### Extracted records:
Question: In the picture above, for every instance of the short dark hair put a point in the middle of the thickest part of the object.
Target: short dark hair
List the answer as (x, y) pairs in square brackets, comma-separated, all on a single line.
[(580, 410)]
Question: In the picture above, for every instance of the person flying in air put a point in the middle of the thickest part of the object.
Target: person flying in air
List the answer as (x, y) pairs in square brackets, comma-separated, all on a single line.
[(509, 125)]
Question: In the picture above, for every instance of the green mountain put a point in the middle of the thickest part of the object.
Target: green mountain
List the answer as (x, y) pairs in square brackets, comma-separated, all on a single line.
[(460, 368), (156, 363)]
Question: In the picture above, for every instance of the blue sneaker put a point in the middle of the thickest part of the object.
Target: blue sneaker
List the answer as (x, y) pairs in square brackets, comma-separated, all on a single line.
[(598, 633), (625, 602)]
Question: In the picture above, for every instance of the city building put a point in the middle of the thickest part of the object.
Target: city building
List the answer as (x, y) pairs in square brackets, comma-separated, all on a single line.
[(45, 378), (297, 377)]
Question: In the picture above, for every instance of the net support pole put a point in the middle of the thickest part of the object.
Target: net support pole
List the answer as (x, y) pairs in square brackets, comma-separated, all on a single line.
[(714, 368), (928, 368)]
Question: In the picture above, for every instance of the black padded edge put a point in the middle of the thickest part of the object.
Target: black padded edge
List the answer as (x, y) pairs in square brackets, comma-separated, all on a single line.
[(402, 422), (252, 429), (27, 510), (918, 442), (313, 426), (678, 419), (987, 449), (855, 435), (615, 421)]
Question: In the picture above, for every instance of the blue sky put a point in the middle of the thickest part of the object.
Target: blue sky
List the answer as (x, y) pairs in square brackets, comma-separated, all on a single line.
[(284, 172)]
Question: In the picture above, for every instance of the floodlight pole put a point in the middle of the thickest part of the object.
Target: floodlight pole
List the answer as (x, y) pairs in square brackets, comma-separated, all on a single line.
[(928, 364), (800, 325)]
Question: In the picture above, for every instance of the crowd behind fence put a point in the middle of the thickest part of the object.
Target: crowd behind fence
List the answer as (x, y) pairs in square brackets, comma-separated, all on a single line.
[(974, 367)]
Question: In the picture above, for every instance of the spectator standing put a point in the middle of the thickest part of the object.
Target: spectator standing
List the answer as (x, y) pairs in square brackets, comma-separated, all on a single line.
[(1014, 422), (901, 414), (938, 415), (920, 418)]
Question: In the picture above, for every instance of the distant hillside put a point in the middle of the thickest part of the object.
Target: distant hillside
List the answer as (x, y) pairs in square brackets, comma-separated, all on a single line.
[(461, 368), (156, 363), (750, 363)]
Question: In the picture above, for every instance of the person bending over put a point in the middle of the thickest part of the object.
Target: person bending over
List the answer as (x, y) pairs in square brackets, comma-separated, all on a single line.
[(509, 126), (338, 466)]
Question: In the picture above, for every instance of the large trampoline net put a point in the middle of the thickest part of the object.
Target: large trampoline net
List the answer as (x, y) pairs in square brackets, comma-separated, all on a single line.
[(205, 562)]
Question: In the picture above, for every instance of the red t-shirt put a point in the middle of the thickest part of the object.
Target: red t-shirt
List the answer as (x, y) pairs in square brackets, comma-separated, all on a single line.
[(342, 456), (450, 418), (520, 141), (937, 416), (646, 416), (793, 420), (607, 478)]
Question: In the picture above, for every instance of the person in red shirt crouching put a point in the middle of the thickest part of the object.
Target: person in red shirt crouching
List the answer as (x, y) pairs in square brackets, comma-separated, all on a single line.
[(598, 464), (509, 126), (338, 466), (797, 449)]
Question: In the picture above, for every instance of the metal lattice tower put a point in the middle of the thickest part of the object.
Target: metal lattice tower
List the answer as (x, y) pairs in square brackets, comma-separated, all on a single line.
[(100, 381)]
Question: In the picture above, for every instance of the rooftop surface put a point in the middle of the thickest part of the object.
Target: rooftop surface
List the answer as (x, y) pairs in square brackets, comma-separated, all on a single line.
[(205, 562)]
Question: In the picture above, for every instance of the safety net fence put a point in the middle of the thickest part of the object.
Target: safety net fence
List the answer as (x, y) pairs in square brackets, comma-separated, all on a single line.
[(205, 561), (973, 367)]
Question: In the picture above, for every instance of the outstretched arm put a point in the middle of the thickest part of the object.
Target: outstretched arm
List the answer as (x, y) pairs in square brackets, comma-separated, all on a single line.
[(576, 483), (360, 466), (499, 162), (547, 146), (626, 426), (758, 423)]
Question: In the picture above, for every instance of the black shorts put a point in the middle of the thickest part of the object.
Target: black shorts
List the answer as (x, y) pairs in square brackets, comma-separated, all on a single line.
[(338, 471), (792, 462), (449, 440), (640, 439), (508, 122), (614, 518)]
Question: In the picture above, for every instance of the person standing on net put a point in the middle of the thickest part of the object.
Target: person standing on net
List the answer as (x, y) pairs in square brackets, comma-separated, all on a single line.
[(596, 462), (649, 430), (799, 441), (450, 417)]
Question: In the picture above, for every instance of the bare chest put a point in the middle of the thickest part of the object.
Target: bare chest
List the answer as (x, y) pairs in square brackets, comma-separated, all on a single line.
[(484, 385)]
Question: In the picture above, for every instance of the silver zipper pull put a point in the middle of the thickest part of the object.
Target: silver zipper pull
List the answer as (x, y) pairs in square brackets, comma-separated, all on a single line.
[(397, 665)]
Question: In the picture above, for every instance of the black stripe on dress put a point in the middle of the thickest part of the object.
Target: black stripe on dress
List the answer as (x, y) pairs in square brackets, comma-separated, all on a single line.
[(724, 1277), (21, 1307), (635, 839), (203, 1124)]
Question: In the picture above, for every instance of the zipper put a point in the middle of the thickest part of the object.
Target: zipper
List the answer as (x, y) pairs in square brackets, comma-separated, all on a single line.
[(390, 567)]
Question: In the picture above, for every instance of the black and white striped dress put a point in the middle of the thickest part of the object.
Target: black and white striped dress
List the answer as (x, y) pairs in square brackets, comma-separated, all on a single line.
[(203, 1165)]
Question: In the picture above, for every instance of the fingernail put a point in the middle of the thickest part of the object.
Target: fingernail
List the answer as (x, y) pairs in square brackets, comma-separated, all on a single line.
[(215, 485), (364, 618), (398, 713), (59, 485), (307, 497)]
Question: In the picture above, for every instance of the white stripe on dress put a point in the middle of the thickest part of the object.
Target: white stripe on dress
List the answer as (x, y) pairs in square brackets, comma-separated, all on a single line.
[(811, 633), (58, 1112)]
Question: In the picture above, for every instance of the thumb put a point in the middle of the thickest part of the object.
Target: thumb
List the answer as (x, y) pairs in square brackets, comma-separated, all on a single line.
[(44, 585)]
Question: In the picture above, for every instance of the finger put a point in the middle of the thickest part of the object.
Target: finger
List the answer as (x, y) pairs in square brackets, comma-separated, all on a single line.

### What you should do:
Reproduce every one of the rows above with "thickest part" changed to "widest part", leaving all other text as it is.

### Solution to this task:
Question: In the picture above, for every instance of the short dark hair put a point in the middle of the widest part of the object.
Target: short dark hair
List the answer as (x, y) pairs in square brackets, comma-separated, all on a single line.
[(580, 410)]
Question: In the picture above, for every instance of the person flying in air put a point in the middle of the widest part of the object.
Target: person flying in air
List the answer as (x, y) pairs in square brackets, comma-separated, all on a single line.
[(509, 125)]
Question: In the picture above, for every instance of the green mountain put a point in the middle of the widest part of the object.
Target: green mountain
List the answer as (x, y) pairs in square brackets, comma-separated, all on a single line.
[(460, 368), (156, 363)]
Question: In the picture above, for every instance of the blue sneaker put a point in the middle of the widest part of the object.
Target: blue sneaker
List the answer as (x, y) pairs in square brackets, comma-separated, all on a single line.
[(598, 633), (625, 602)]
Question: In the picture above, for every instance of the city building put a point in the middle of the widest part of the object.
Target: city building
List the answer as (x, y) pairs in square brackets, comma-separated, all on a single line.
[(45, 378), (297, 377)]
Question: In the picture above, for every instance of the net support pole put a point in the middle of the widest part of the object.
Target: net support pole
List the answer as (x, y) pairs in square brackets, comma-separated, all on a single line.
[(714, 368), (928, 368)]
Question: In the picture above, for every instance of the black padded edge put a point in the middle of the widest part of the object.
Target: black padded edge
List the answer as (x, y) pairs in square brackets, comma-separated, all on a single line.
[(402, 422), (252, 429), (27, 510), (918, 442), (313, 426), (678, 419), (987, 449), (855, 435), (615, 421)]
Question: In the picture above, for every instance of the blue sky put a point in the middle of the widest part of the object.
Target: blue sky
List the answer as (x, y) pairs in square brackets, comma-separated, all on a single line.
[(284, 172)]
Question: In the picture above, for every instance of the floodlight pole put a point in the middle of the widest part of the object.
Target: floodlight pole
List the answer as (x, y) pairs in square brackets, comma-separated, all on a single line.
[(928, 364), (800, 325)]
Question: In the picture above, for every instance of the crowd behind fence put a point in the middle of the widest part of the object.
Target: crowd behind fence
List the answer as (x, y) pairs in square brackets, comma-separated, all on a single line.
[(974, 367)]
Question: In the picture above, for every instance of the spectator standing put a point in the middle of the widest part of the object.
Target: spectator standing
List the answer as (x, y) pairs in square brackets, comma-separated, all on a single line.
[(1014, 422), (901, 414), (938, 415), (920, 418)]
Question: In the picture above, for every instance of the distant hillside put a point in the middle of the widest part of the object.
Target: distant hillside
List the answer as (x, y) pairs in square brackets, comma-separated, all on a single line.
[(461, 368), (156, 363), (750, 363)]
Question: In the picture above, for every instance of the person bending over put a point in the middle of the widest part of the object.
Target: person bending over
List the answer as (x, y) pairs in square brackets, comma-separated, all on a single line.
[(509, 126), (338, 466)]
Question: In the picture above, for every instance of the large trampoline net put a point in the middle of the widest part of the object.
Target: large trampoline net
List the answer as (x, y) pairs in square brackets, comma-separated, all on a single line.
[(205, 562)]
Question: In the picture above, for every instance of the red t-shirt put a point in the middle of the widest part of the object.
Target: red t-shirt
List the answer as (x, y) pairs in square brackets, comma-separated, all on a single line.
[(342, 456), (450, 418), (520, 141), (937, 416), (646, 416), (793, 420), (607, 478)]
Question: In the picture above, for every instance of the person in red shirt crouching put a point in the middle of the widest part of the object.
Target: person in red shirt crouching
List the answer as (x, y) pairs in square brackets, comma-separated, all on a single line.
[(598, 464), (509, 126), (338, 466), (797, 449)]
Question: In the picture above, for every instance of the metal lattice tower put a point in the middle of the widest part of the object.
Target: metal lattice tower
List the answer as (x, y) pairs in square brackets, comma-separated, all on a single line.
[(100, 381)]
Question: In the picture above, for every instance of the rooftop surface put a point in the middle of the widest part of the object.
Target: rooftop surface
List the answer as (x, y) pairs in square brackets, comma-separated, all on a single line.
[(205, 562)]
Question: In the picture above, for every instance of the safety net fence put a point in the middle of the widest part of the object.
Target: safety net fence
List the answer as (x, y) pairs in square brackets, comma-separated, all on a single line.
[(205, 561), (973, 367)]
Question: In the picture above, for every instance of the outstretched arm put a point in the middle of the widest part of the object.
Target: outstretched arm
List the answer as (x, y) pairs in square brackets, comma-separated, all on a single line.
[(576, 483), (360, 466), (499, 162), (547, 146), (626, 426), (758, 423)]
Question: In the picture above, for every instance of the black shorts put a point in the middle of the widest part of the object.
Target: black shorts
List the answer as (x, y) pairs in square brackets, comma-separated, all on a single line.
[(338, 471), (792, 462), (449, 440), (640, 439), (508, 122), (614, 518)]
Question: In the picture above, for every instance of the person standing on net put a point in the middle of the widest part of the object.
Target: person standing on net
List the answer as (x, y) pairs in square brackets, comma-separated, all on a single line.
[(596, 462), (649, 430), (799, 441), (450, 417)]
Question: In the picture above, for every instance of the bare chest put a point in the middle of the widest part of the object.
Target: bare chest
List the answer as (x, y) pairs in square brackets, comma-separated, all on a single line.
[(484, 385)]
Question: In the picture above, for every instance of the silver zipper pull put a point in the middle of the widest part of the object.
Target: silver zipper pull
List the answer as (x, y) pairs in square brackets, comma-separated, all on a single line.
[(397, 665)]
Question: In the picture above, for every instance of the black stripe on dress put a point in the middle of the widest part of the object.
Target: black stripe on dress
List the answer as (x, y) pairs in square brackets, comma-separated, all on a single line.
[(724, 1277), (21, 1307), (635, 839), (203, 1124)]
Question: In the picture above, for every instance of the zipper put a point in the middle of the widest part of the object.
Target: zipper
List the answer as (x, y) pairs in square brackets, comma-separated, all on a single line.
[(390, 567)]
Question: In the picture above, for every instance of the black and white striped dress put a point in the middle of the widest part of the object.
Target: black and white striped dress
List the answer as (x, y) pairs in square brackets, comma-separated, all on a single line.
[(203, 1165)]
Question: In the picture above, for every instance of the fingernail put a point in the middle of the widest part of the object.
Target: fingernail
List the answer as (x, y) pairs in square brackets, comma-separated, all on a single line.
[(215, 485), (364, 618), (398, 713), (59, 485), (307, 497)]
Question: In the picture above, for every instance of the white stripe on dress put a point in the middle of the widest part of the object.
Target: white stripe on dress
List the answer as (x, y) pairs in square brackets, comma-separated, all on a single line.
[(811, 633), (58, 1112)]
Question: In the picture above, for every instance of the thumb put a point in the middle of the widest part of the object.
Target: thumb
List the answer as (x, y) pairs in square brackets, comma-separated, all on a single line.
[(44, 585)]
Question: In the picture above, for every instance of the finger put a point in the middle of the widest part of the object.
Target: finger
List the answer as (x, y) pairs in square brackets, comma-separated, all on a single line.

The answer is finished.